BEGIN Data extracts

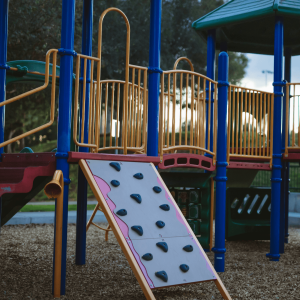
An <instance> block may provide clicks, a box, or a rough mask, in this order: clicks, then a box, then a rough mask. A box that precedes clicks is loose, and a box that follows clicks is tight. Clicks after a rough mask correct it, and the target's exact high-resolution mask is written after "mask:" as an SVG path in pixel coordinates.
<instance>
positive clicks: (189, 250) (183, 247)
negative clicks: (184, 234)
mask: <svg viewBox="0 0 300 300" xmlns="http://www.w3.org/2000/svg"><path fill="white" fill-rule="evenodd" d="M183 250H184V251H186V252H192V251H193V246H192V245H186V246H184V247H183Z"/></svg>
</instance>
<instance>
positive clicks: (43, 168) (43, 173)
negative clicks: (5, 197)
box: [0, 154, 56, 197]
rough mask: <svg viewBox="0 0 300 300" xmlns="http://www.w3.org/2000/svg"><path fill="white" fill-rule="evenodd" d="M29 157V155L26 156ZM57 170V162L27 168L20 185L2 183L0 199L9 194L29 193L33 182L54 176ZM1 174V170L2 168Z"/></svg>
mask: <svg viewBox="0 0 300 300" xmlns="http://www.w3.org/2000/svg"><path fill="white" fill-rule="evenodd" d="M26 155H27V154H26ZM55 170H56V164H55V160H54V161H53V162H51V163H50V164H48V165H47V166H39V167H27V168H25V170H24V176H23V179H22V181H20V182H19V183H1V184H0V197H1V196H2V195H3V194H7V193H18V194H20V193H28V192H30V191H31V189H32V186H33V181H34V179H35V178H36V177H39V176H53V174H54V172H55ZM0 172H1V168H0Z"/></svg>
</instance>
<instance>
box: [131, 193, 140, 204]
mask: <svg viewBox="0 0 300 300" xmlns="http://www.w3.org/2000/svg"><path fill="white" fill-rule="evenodd" d="M130 197H131V198H132V199H134V200H135V201H136V202H137V203H141V202H142V197H141V195H140V194H131V195H130Z"/></svg>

END Data extracts

What you will do:
Repeat the entries exactly as they are given, leaving out each image.

Task response:
An <instance> block may provide clicks, a box, or a rough mask, in this order: clicks, then a box, then a rough mask. A box that precedes clicks is loose, and a box that follows clicks is tight. Clicks after a rough mask correct it, and the target's exact high-resolution mask is written after "mask:" as an SVG path in pixel coordinates.
<instance>
positive clicks: (189, 250) (183, 247)
negative clicks: (184, 234)
mask: <svg viewBox="0 0 300 300" xmlns="http://www.w3.org/2000/svg"><path fill="white" fill-rule="evenodd" d="M183 250H184V251H186V252H192V251H193V246H192V245H186V246H184V247H183Z"/></svg>
</instance>
<instance>
positive clicks: (43, 168) (43, 173)
negative clicks: (5, 197)
box: [0, 154, 56, 197]
rough mask: <svg viewBox="0 0 300 300" xmlns="http://www.w3.org/2000/svg"><path fill="white" fill-rule="evenodd" d="M29 157V155L26 156ZM57 170V162L27 168L20 185L2 183L0 199L9 194L29 193L33 182L54 176ZM1 174V170L2 168Z"/></svg>
mask: <svg viewBox="0 0 300 300" xmlns="http://www.w3.org/2000/svg"><path fill="white" fill-rule="evenodd" d="M26 155H27V154H26ZM55 170H56V164H55V160H54V161H53V162H51V163H50V164H48V165H47V166H39V167H27V168H25V170H24V176H23V179H22V181H20V182H19V183H1V184H0V197H1V196H2V195H3V194H7V193H18V194H20V193H28V192H30V191H31V189H32V186H33V181H34V179H35V178H36V177H39V176H53V174H54V172H55ZM0 172H1V168H0Z"/></svg>
</instance>
<instance>
box: [131, 193, 140, 204]
mask: <svg viewBox="0 0 300 300" xmlns="http://www.w3.org/2000/svg"><path fill="white" fill-rule="evenodd" d="M130 197H131V198H132V199H134V200H135V201H136V202H137V203H141V202H142V197H141V195H140V194H131V195H130Z"/></svg>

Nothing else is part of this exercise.